╔══

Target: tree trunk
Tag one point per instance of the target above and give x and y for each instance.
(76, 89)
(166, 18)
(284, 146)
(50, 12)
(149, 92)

╚══

Format every line of the data above as a Markdown table with two columns, Row and Line. Number each line, and leave out any blank lines.

_PROBLEM SOLUTION:_
| Row | Line |
|---|---|
| 1 | Target: tree trunk |
| 2 | Tag one point per instance of the target above and give x and y for each instance. |
| 3 | (76, 89) |
| 4 | (166, 18) |
| 5 | (284, 146) |
| 6 | (50, 12) |
| 7 | (149, 92) |